Convert the lines of the records from the one containing "the green shorts" through the one containing "(1138, 245)", both included, into a JSON list of strings with one string per line. Leave out any blank lines.

▶ Location labeling records:
- - -
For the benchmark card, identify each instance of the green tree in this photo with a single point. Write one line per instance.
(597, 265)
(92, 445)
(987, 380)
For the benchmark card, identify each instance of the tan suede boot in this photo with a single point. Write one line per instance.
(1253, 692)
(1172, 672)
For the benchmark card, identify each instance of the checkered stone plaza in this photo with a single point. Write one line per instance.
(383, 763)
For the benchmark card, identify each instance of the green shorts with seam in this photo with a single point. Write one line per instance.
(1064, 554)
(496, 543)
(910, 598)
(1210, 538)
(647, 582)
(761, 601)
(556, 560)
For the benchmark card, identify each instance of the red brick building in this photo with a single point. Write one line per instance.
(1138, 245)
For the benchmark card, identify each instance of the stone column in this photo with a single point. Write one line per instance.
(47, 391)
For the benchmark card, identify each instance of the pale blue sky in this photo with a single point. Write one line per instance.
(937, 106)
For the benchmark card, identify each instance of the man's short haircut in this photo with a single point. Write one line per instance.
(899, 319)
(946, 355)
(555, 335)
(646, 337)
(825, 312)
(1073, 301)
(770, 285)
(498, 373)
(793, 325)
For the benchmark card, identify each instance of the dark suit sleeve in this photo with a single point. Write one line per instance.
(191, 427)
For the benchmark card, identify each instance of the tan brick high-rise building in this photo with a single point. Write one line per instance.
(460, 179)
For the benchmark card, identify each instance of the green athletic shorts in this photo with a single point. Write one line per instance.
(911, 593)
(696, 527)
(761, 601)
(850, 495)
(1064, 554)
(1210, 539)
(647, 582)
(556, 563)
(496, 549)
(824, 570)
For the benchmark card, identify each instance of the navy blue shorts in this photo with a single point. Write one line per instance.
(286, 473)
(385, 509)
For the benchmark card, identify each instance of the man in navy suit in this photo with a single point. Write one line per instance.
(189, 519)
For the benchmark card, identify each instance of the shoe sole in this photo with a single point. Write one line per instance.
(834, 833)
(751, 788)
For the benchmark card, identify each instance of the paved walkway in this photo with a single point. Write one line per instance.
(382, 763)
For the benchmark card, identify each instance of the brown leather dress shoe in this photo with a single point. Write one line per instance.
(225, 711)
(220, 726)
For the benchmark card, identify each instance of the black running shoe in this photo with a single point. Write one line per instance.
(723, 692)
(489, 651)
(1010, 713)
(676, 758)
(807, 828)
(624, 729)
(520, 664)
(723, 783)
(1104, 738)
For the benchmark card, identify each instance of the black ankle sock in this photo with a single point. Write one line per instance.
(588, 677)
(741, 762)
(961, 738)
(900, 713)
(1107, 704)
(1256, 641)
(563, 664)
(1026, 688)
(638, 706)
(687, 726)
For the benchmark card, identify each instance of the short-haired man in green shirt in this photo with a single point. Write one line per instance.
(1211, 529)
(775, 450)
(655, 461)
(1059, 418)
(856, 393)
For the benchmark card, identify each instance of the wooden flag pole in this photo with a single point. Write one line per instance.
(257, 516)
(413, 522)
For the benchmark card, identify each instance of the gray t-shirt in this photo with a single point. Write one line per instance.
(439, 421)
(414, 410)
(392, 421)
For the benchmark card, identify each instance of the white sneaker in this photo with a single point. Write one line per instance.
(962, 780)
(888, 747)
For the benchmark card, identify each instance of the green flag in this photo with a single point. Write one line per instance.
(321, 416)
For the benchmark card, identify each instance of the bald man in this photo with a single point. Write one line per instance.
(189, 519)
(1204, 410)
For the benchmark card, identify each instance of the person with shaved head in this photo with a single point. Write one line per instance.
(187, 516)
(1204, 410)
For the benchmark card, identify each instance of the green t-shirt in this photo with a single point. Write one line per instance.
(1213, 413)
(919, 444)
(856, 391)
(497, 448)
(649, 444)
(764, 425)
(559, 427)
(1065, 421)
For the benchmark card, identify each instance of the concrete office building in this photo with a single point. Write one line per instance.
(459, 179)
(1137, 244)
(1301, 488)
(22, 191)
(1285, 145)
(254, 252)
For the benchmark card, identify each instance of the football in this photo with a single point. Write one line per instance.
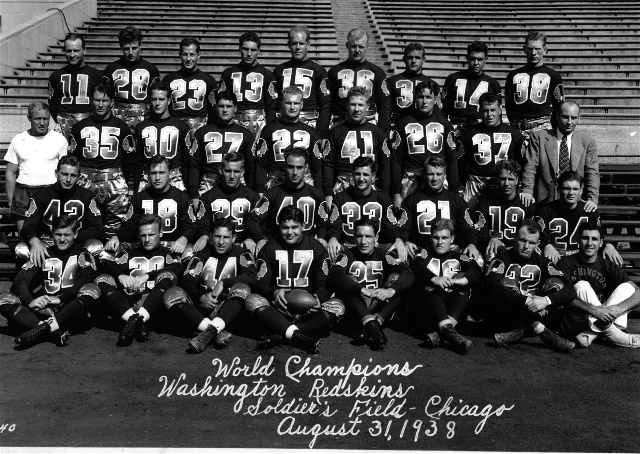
(299, 301)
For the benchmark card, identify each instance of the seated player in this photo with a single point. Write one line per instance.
(56, 296)
(371, 282)
(419, 135)
(162, 135)
(228, 199)
(445, 278)
(63, 197)
(262, 221)
(134, 282)
(361, 201)
(213, 141)
(171, 204)
(605, 294)
(281, 135)
(434, 201)
(293, 260)
(526, 288)
(350, 140)
(484, 145)
(215, 285)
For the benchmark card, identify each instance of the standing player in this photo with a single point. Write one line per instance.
(290, 261)
(281, 135)
(462, 90)
(353, 139)
(253, 85)
(131, 77)
(370, 280)
(216, 284)
(482, 146)
(162, 135)
(56, 295)
(533, 91)
(193, 91)
(356, 71)
(423, 133)
(70, 87)
(309, 77)
(213, 142)
(105, 149)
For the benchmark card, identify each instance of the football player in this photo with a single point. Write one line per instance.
(134, 281)
(193, 91)
(309, 77)
(215, 285)
(448, 277)
(462, 90)
(46, 205)
(526, 288)
(253, 85)
(605, 294)
(131, 76)
(356, 71)
(281, 135)
(70, 87)
(56, 295)
(293, 260)
(533, 91)
(370, 280)
(422, 133)
(105, 149)
(228, 199)
(212, 142)
(162, 135)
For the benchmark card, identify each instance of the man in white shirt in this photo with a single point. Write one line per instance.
(32, 159)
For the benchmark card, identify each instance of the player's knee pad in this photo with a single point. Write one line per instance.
(22, 251)
(255, 302)
(239, 290)
(175, 296)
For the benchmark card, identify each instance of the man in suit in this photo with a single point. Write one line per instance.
(557, 150)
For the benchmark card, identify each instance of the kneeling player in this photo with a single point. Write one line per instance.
(293, 261)
(143, 274)
(448, 275)
(370, 281)
(216, 284)
(56, 296)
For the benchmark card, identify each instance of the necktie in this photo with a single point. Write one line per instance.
(564, 156)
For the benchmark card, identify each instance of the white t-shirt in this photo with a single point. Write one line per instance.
(37, 157)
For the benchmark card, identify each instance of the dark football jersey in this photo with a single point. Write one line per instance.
(311, 78)
(461, 94)
(348, 142)
(421, 137)
(70, 89)
(222, 202)
(559, 225)
(422, 208)
(254, 87)
(61, 274)
(210, 144)
(206, 268)
(193, 95)
(262, 221)
(348, 208)
(303, 266)
(173, 206)
(484, 147)
(274, 139)
(131, 81)
(530, 92)
(347, 74)
(51, 202)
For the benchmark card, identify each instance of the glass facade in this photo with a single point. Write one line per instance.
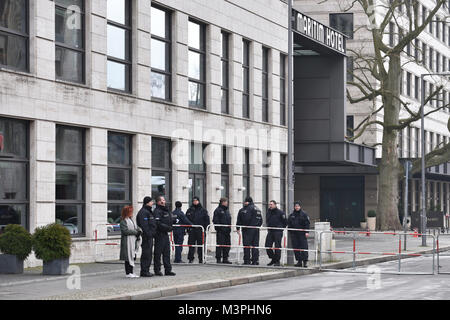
(14, 164)
(70, 178)
(14, 34)
(161, 169)
(69, 40)
(119, 45)
(119, 175)
(161, 53)
(197, 64)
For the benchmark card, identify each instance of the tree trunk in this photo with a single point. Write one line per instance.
(387, 210)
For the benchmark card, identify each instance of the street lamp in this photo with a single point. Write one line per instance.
(423, 215)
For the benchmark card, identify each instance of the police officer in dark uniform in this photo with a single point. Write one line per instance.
(199, 216)
(162, 243)
(222, 216)
(299, 219)
(179, 232)
(275, 218)
(250, 215)
(146, 221)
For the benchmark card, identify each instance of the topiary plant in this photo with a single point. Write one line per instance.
(371, 214)
(16, 240)
(52, 242)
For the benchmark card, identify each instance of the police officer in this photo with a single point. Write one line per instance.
(199, 216)
(179, 232)
(275, 218)
(146, 221)
(222, 216)
(162, 243)
(250, 215)
(299, 219)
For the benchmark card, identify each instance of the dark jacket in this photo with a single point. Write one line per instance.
(163, 219)
(145, 220)
(276, 218)
(198, 216)
(298, 220)
(222, 216)
(180, 218)
(249, 216)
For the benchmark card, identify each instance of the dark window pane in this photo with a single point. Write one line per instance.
(76, 5)
(13, 214)
(69, 27)
(160, 184)
(71, 217)
(194, 34)
(13, 139)
(158, 22)
(117, 11)
(159, 55)
(160, 85)
(195, 65)
(118, 76)
(69, 183)
(196, 94)
(160, 153)
(13, 51)
(69, 65)
(69, 144)
(13, 181)
(118, 184)
(119, 149)
(118, 43)
(13, 15)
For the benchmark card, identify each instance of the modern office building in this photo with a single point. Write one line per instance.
(104, 102)
(344, 196)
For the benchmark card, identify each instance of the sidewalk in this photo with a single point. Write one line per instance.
(107, 280)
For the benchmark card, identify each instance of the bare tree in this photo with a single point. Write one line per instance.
(377, 77)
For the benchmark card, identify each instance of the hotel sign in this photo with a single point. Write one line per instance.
(319, 32)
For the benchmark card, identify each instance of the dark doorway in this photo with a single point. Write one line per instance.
(342, 201)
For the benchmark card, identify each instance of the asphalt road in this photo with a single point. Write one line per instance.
(345, 285)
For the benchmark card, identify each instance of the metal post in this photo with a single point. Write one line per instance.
(290, 171)
(423, 216)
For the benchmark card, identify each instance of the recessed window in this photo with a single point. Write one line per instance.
(283, 95)
(225, 71)
(265, 84)
(14, 164)
(14, 34)
(246, 79)
(70, 178)
(342, 22)
(119, 45)
(161, 45)
(197, 64)
(119, 175)
(161, 169)
(69, 40)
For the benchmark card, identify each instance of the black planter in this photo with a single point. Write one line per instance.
(56, 267)
(9, 263)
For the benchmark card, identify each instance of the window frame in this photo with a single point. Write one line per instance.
(82, 51)
(26, 162)
(15, 33)
(168, 42)
(128, 63)
(203, 57)
(81, 165)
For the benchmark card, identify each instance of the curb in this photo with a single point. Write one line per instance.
(207, 285)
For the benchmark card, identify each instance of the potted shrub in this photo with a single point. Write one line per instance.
(363, 224)
(15, 244)
(371, 220)
(52, 243)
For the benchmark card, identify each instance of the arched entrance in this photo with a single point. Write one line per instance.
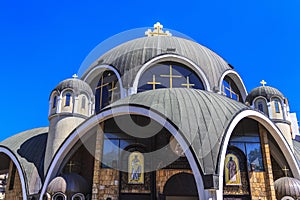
(180, 186)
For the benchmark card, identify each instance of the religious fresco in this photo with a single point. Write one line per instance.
(232, 170)
(136, 168)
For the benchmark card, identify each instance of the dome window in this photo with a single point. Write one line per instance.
(169, 75)
(78, 196)
(260, 106)
(107, 90)
(54, 102)
(59, 196)
(68, 99)
(230, 89)
(83, 102)
(276, 102)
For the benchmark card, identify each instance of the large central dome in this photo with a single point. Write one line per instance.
(129, 57)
- - -
▶ Output of the exercise:
[
  "For the benchmark card, identify each instance of the green shorts with seam in this photo with a single point. Write one line per instance.",
  "(1064, 554)",
  "(496, 543)",
  "(910, 598)",
  "(1210, 538)",
  "(647, 582)",
  "(761, 601)",
  "(556, 560)",
  "For the benchmark card, identify each instance of the red brick building in this photo with a single point. Write one line per instance.",
  "(1138, 245)"
]